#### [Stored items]

---

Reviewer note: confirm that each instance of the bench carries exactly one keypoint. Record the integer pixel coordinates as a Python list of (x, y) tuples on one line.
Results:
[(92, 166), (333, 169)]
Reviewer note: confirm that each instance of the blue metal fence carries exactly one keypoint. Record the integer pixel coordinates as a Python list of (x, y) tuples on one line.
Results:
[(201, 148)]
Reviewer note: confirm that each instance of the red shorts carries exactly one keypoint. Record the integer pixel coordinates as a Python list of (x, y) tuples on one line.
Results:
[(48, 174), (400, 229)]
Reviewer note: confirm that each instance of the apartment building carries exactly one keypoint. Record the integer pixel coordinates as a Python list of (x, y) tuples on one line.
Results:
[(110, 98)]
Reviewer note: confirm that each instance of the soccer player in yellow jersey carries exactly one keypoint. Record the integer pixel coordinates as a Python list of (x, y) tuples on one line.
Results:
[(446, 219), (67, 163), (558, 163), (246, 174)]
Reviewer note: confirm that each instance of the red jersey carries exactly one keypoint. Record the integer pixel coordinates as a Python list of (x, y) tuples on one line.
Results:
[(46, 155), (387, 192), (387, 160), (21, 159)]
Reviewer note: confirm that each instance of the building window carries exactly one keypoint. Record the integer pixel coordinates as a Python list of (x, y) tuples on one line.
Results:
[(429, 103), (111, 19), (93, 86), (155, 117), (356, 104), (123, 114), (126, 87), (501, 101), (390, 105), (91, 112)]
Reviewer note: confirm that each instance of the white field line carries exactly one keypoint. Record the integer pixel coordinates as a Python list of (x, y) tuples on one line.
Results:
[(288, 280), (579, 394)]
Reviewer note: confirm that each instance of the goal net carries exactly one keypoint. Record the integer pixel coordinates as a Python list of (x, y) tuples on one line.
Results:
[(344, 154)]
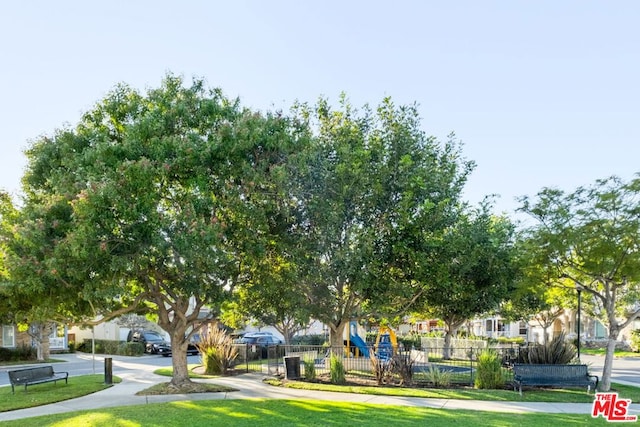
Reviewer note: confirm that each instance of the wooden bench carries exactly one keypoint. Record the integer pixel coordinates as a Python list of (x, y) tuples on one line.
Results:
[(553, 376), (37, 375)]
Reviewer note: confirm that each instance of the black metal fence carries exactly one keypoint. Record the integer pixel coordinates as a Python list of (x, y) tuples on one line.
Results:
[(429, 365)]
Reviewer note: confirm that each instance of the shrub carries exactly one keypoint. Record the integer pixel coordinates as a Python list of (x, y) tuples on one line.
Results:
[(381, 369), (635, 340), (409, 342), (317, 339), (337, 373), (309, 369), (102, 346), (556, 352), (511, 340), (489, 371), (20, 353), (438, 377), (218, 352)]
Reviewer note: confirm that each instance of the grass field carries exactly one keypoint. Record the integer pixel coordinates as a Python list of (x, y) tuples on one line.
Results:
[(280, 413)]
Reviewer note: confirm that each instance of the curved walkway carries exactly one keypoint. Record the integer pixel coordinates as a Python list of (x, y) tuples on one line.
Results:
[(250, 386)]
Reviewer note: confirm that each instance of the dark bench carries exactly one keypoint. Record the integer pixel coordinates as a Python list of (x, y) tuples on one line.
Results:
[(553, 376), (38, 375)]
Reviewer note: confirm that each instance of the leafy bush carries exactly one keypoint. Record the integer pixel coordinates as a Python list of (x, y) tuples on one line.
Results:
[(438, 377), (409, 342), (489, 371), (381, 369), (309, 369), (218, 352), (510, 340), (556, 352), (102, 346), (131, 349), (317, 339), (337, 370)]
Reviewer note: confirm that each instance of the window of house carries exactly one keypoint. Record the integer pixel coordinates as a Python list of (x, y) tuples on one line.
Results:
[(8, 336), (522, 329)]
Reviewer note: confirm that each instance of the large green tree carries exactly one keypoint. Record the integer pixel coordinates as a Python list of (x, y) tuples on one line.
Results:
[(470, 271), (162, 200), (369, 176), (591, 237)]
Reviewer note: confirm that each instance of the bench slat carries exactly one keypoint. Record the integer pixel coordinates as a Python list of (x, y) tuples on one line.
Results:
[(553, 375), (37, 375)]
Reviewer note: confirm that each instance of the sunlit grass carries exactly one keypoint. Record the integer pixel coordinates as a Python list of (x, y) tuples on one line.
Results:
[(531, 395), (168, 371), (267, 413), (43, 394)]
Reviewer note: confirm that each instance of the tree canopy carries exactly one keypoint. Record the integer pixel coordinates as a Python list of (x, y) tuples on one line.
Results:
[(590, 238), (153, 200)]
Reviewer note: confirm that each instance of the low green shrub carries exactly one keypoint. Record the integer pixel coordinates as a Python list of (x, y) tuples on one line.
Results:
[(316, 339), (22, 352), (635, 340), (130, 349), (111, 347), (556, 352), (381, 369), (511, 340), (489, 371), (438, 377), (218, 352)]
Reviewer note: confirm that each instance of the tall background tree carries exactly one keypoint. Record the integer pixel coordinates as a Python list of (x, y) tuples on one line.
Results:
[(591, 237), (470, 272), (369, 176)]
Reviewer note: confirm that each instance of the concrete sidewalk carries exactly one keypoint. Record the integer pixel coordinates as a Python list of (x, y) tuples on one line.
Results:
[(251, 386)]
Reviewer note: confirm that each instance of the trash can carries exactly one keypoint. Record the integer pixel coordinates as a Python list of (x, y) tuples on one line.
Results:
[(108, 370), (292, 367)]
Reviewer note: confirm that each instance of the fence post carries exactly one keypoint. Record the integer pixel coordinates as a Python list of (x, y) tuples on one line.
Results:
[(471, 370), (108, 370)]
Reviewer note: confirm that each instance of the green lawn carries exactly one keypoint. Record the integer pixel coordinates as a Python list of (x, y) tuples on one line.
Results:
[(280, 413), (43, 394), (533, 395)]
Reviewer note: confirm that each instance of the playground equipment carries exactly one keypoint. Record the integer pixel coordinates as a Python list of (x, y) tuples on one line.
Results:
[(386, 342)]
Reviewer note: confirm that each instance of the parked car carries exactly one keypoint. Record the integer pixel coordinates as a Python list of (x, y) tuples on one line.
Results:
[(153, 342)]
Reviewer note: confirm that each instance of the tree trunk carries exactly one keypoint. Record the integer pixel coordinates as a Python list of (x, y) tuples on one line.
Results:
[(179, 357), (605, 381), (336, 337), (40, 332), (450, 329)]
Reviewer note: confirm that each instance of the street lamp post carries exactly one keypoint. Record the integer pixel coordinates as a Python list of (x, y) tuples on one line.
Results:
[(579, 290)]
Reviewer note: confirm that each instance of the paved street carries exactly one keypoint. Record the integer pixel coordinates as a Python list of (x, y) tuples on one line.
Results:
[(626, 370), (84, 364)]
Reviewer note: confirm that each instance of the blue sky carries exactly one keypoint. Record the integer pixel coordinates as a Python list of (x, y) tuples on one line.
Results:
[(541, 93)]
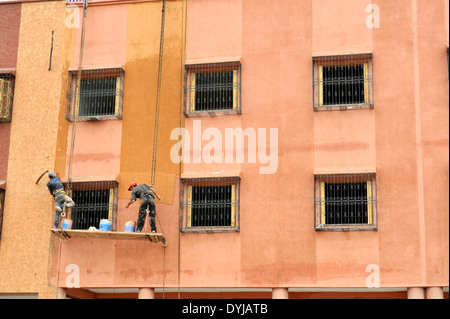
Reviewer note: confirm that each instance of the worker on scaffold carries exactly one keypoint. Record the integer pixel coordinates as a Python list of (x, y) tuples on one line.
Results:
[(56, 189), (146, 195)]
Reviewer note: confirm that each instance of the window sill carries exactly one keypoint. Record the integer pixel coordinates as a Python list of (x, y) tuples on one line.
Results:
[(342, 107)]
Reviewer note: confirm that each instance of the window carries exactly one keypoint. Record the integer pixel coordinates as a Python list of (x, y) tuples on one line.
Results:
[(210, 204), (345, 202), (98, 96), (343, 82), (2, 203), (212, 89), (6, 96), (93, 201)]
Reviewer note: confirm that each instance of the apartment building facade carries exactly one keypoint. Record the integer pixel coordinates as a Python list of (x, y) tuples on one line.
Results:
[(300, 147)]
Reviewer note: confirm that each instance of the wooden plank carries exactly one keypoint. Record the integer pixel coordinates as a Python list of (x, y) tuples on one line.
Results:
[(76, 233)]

---

#### [WHAT YOU HAVE TO DO]
For this exercise, print all of the entries exactly as they appear, but without pictures.

#### [RESPONSE TO THE TASK]
Reviewer note: confirm that each instance of the bench carries exactly one keypoint. Record the integer pixel coordinates as a Python list of (x, y) tuples on one line.
Results:
[(92, 166), (333, 169)]
Reviewer note: confirm that each instance of the blue metal fence carries exactly one keypoint. Record the integer pixel coordinates as a Python list of (x, y) tuples on one line.
Results:
[(201, 148)]
Reviewer note: confirm that each instance of the red shorts carries exactly one keypoint. Record the integer pixel coordinates as a Python list of (x, y) tuples on one line.
Results:
[(48, 174), (400, 229)]
Reviewer note: confirm that each instance of the apartment building carries exactly one keypoint. Record the integer pixel coordinates as a Python list of (x, y) tuples on one line.
Results:
[(110, 98)]
Reviewer note: confirm that each instance of the soccer player in yellow jersey carries exactly one keypoint. Record the integer pixel coordinates as a Python list of (x, y) tuples on one line.
Results:
[(446, 219), (67, 163), (558, 163), (246, 174)]
Reviewer note: confirm that each instance of the red jersey carries exactly one keypoint. Record the integer pixel coordinates as a Python list of (x, y) tuples on one line.
Results:
[(46, 155), (387, 192), (387, 160), (21, 159)]
Reviewer note: confirm that each instance of the building window carries exactly one keypoint. Record the integer pixel coordinates as a Python list of (x, y) tuples on one line.
Results:
[(429, 103), (111, 19), (93, 86), (155, 117), (356, 104), (123, 114), (126, 87), (501, 101), (390, 105), (91, 112)]
Reviewer note: confirm that each instance of the white field line carries exactly one keypoint. Record the integer pixel coordinates as a Python list of (x, y) tuples on one line.
Results:
[(288, 280), (579, 394)]
Reviewer note: confirm that each instance of the goal net carries exactly one keypoint. Record the integer pixel coordinates as a Python list of (x, y) tuples on one line.
Results:
[(344, 154)]
Reviewer note: confirm that each instance of the wooden bench carries exactly one keypoint. Record the integer pixel coordinates as a Python list of (x, y) tuples on one line.
Results:
[(553, 376), (37, 375)]
Reviewer note: confirm that each instance of the black metal fence carries exactly one keypoint. Record the integer pixel coordinates as a Python list of (x, y) tuples on one line.
Results:
[(429, 365)]
Reviewer note: confirm that each instance of the shrub carries exactly one keypoint. Record the integer pixel coordinates as a Python list of (x, y) tuples on one line.
Results:
[(381, 369), (635, 340), (409, 342), (317, 339), (337, 373), (309, 369), (102, 346), (556, 352), (511, 340), (489, 371), (20, 353), (438, 377), (218, 352)]
Reviewer note: confirm that each instance of the grass field carries exactly one keypoint. Record the integer pixel coordinates as a Python list of (x, y) tuples on one line.
Results:
[(280, 413)]
Reviewer note: confirm that each instance of the curved walkway carries exactly one keypoint. Record the integer pixel coordinates as a Python list of (x, y) tuples on one line.
Results:
[(250, 386)]
Reviewer note: confirm that each instance of the dark bench carries exactly one keypoint. Record the integer pixel coordinates as a Python list of (x, y) tuples on one line.
Results:
[(553, 376), (38, 375)]
Reviewer note: confirm that each instance of the leafy bush carries exactly one keypoint. Record the integer pixel coordinates as a Python list of (x, y) tuples on one line.
Results:
[(438, 377), (409, 342), (489, 371), (381, 369), (309, 369), (218, 352), (510, 340), (556, 352), (102, 346), (131, 349), (317, 339), (337, 370)]
Reviewer note: confirm that each instance of the window of house carries exactly one keypoint. Record the integer pixel coordinates as a Python list of (x, y) tuples on one line.
Results:
[(8, 336), (522, 329)]
Reviewer note: confirm that each instance of the large green tree carries exactly one keypoint. Record the integer pixel coordinates as a Python list of (x, y) tuples on one line.
Results:
[(470, 271), (162, 200), (369, 176), (591, 237)]
Reviewer note: confirm that each instance of the bench slat carries exactly one keypoint. Record the integer pixel coordinates as a Python list of (x, y) tuples on one line.
Results:
[(553, 375), (37, 375)]
Reviewer note: confirm that each instance of the sunlit grass carries exactly one keypoint. Record the integer pixel coordinates as a Python list of (x, y) tuples on one line.
Results:
[(531, 395), (168, 371), (267, 413), (43, 394)]
Reviewer note: confirm that each instance of the tree canopy carries exactly one keypoint. Record the integer pixel coordinates as a Python list of (x, y) tuples on one line.
Results:
[(590, 238), (153, 200)]
Reviewer note: confirm that each instance of the low green shrub carries exactly one keypoint. Record the integer pixel coordinates as a Python list of (x, y) tuples on one line.
Results:
[(316, 339), (22, 352), (635, 340), (130, 349), (111, 347), (556, 352), (381, 369), (511, 340), (489, 371), (438, 377), (218, 352)]
Reviewer note: confirm that each instance of the tall background tree carries exactly one keypoint. Record the integer pixel coordinates as a Python list of (x, y) tuples on one line.
Results:
[(591, 237), (470, 272), (369, 176)]
Reviewer note: confirm that each instance of the concrete sidewalk carries exactly one keypoint. Record the integer pixel coordinates as a Python list of (x, y) tuples on one line.
Results:
[(251, 386)]
Reviewer note: confirm that each instance of the trash can carries exactly one keypoint. Record the integer pixel coordinates as a Python list of (x, y) tuples on one line.
Results:
[(108, 370), (292, 367)]
Reviewer note: confirm that each instance of the fence post carries exactly one keypoint. Record the integer pixel coordinates as a Python list of (x, y) tuples on one line.
Results:
[(471, 370), (108, 370)]
Reviewer note: confirm that each instance of the green lawn carries exactly one keypoint. Record the integer pixel coordinates as a Python list of (x, y) tuples on one line.
Results:
[(280, 413), (43, 394), (533, 395)]
Reviewer note: confirm that each instance of the playground equipment carries exactly one keypoint. Record the integer pixel coordinates as a Python list of (x, y) tuples on one line.
Results:
[(386, 342)]
Reviewer note: confirm that each instance of the parked car carries exactly one keypoint. Record the integer pixel coordinates as a Python list of (x, y) tuples on one line.
Results:
[(153, 342)]
Reviewer note: confirm that each instance of the tree trunk carries exactly one keypoint. Record the integer pixel coordinates as a Python list of (x, y) tuples on one line.
Results:
[(179, 357), (605, 381), (336, 337), (40, 332), (450, 329)]
Reviewer note: confirm that each instance of the street lamp post carries exactly one keypoint. Record the integer pixel coordinates as a Python list of (x, y) tuples on one line.
Results:
[(579, 290)]
Reviewer note: confirm that each instance of the paved street carries exactly one keypoint. Record the integer pixel coordinates as a Python list of (x, y) tuples on one line.
Results:
[(626, 370), (84, 364)]
Reviewer note: confirm that each instance of the blue sky carries exactly one keypoint. Record the integer pixel coordinates as a Python list of (x, y) tuples on one line.
Results:
[(541, 93)]
Reviewer note: confirm that each instance of the worker on scaffold carries exactly one keypoint. Record the integer pixel coordinates as a Python list of (x, y) tuples on one line.
Results:
[(56, 189), (146, 195)]
Reviewer note: confirm that each instance of the window sill carries exactly one keypoint. Record the integer pixel coordinates as a Python list of (x, y) tuples on one line.
Results:
[(342, 107)]
Reviewer note: confirm that each instance of the window carries exactly one keypoint. Record the integer pixel coordinates as a Python list of (x, y) tuples on one line.
Results:
[(210, 204), (345, 202), (98, 96), (343, 82), (2, 203), (212, 89), (6, 96), (93, 201)]
Reviewer note: confirm that each instance of the apartment building facade carries exactly one keypoint. Record the integer pixel coordinates as a Python list of (x, y) tuples on one line.
Results:
[(300, 147)]
Reviewer note: confirm that each instance of the wooden plank carries exactly one keypoint. Record the integer pixel coordinates as a Python list of (x, y) tuples on one line.
Results:
[(76, 233)]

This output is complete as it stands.